## Start Data for the task
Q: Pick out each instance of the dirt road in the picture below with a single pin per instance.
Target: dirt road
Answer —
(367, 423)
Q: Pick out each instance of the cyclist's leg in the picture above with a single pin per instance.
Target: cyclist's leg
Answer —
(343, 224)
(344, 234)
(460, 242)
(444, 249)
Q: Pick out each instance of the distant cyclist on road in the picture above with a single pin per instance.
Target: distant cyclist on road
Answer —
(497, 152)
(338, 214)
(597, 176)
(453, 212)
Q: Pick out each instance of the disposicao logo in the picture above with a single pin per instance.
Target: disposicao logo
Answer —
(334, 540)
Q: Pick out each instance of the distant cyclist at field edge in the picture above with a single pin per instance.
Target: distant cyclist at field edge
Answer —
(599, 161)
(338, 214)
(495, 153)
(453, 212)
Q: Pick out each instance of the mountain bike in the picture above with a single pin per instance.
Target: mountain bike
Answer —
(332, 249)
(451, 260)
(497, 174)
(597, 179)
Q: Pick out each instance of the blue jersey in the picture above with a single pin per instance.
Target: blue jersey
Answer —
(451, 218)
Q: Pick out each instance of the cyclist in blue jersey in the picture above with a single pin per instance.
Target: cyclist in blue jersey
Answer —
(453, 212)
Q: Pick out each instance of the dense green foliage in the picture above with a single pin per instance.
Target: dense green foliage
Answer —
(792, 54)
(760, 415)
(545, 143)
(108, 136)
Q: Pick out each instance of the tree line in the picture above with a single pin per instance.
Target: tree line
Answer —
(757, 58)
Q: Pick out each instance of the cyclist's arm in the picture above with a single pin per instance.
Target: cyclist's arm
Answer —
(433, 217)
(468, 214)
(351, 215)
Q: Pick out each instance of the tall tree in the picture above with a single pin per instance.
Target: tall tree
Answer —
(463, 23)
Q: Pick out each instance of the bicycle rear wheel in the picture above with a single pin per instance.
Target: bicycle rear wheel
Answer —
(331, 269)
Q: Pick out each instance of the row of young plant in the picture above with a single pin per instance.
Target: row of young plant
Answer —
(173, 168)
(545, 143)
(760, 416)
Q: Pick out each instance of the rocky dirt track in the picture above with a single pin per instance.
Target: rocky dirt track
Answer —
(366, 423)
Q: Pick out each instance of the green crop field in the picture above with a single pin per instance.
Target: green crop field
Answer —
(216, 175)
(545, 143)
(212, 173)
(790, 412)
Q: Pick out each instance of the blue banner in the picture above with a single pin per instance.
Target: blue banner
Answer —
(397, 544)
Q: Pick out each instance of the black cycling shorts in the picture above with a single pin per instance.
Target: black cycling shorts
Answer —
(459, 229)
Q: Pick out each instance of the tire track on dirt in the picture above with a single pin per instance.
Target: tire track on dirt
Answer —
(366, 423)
## End Data for the task
## Start Data for the task
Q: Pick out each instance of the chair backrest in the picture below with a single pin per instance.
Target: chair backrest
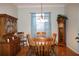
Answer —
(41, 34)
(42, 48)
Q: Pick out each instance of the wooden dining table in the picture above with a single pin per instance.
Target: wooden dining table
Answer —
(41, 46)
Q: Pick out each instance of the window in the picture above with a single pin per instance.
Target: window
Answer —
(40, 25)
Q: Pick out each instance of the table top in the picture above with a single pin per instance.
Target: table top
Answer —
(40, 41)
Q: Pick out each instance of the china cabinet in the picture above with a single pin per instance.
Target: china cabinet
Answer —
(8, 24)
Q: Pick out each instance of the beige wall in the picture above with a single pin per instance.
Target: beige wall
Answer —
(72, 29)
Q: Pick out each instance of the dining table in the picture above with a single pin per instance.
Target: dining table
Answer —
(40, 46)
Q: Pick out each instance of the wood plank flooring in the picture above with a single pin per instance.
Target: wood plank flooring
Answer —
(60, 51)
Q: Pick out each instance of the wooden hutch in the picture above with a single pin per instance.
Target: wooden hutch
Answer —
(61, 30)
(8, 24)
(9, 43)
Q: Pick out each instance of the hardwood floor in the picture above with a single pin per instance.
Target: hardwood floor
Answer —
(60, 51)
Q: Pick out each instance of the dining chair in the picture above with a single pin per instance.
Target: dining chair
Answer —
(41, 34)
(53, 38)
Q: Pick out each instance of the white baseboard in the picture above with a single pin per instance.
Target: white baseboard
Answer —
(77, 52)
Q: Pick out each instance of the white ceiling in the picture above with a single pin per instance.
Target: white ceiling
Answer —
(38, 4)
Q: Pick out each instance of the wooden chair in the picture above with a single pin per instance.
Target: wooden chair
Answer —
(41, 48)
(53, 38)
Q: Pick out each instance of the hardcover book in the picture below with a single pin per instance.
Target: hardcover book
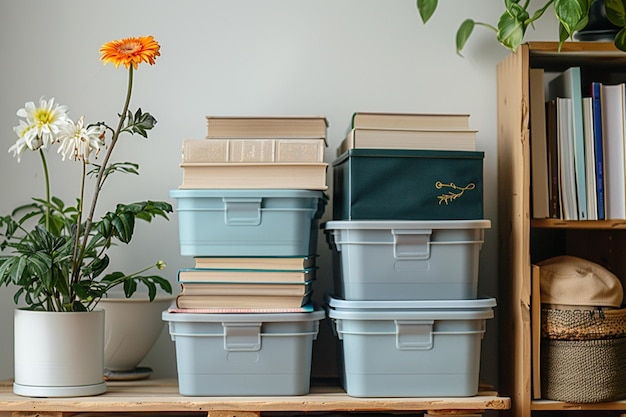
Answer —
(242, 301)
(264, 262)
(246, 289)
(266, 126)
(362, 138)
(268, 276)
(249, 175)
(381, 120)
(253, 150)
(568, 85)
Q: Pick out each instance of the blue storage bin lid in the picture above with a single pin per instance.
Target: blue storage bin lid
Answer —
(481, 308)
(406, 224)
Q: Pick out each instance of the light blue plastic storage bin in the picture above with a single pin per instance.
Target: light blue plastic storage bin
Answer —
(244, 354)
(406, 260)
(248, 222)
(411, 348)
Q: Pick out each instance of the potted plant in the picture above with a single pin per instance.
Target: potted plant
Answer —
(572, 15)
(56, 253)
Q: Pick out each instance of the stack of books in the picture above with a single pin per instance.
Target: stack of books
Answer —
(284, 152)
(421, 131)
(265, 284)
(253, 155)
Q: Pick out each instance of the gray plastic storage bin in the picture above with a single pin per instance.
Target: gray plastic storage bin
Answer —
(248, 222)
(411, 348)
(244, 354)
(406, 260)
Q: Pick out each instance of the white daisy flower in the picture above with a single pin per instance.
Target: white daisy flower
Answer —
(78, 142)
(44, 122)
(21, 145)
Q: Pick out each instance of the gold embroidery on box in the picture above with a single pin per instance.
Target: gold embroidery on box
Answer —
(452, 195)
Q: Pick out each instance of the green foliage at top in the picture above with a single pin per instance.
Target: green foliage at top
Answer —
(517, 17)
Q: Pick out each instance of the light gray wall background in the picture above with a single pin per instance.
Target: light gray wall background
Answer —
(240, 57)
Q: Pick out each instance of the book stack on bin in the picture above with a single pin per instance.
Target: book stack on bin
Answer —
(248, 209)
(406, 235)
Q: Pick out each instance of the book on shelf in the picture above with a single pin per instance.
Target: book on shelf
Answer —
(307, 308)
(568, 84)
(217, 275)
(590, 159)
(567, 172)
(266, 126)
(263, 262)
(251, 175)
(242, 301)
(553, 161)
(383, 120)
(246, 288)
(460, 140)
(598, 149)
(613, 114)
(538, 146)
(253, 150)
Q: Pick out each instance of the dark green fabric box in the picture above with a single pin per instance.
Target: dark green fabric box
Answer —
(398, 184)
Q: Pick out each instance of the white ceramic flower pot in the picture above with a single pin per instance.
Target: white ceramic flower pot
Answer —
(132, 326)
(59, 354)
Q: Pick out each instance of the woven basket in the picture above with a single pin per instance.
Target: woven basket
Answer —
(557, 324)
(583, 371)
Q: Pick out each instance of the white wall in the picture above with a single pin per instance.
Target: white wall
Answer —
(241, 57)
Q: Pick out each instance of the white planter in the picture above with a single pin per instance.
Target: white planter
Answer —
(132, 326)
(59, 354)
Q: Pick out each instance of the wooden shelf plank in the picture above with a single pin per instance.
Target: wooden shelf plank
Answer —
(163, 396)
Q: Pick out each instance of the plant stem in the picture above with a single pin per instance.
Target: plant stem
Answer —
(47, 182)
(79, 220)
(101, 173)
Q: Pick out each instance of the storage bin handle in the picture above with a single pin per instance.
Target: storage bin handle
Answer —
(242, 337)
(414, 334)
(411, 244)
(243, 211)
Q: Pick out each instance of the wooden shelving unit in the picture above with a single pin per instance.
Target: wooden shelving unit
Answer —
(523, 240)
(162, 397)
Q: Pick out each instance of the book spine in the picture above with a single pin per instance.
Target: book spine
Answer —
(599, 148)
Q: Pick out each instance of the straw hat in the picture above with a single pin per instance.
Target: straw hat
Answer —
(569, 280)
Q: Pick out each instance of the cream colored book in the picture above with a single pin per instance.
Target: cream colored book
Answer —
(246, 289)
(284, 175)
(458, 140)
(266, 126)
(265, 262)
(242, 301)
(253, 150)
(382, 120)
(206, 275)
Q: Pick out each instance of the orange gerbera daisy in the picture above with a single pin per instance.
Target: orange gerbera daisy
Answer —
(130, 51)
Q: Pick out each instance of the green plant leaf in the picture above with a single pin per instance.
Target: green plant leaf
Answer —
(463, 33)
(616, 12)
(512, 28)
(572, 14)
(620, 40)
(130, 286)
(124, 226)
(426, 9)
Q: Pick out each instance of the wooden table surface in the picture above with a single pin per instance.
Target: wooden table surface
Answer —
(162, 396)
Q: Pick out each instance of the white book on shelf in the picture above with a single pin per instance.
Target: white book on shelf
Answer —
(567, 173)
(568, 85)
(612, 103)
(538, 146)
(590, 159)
## End Data for the task
** Written exercise **
Extract every line from the entries above that contains the word "logo".

** Task output **
Q: Pick out each instance of the disposicao logo in the picture above with a single pin per instance.
Target: disposicao logo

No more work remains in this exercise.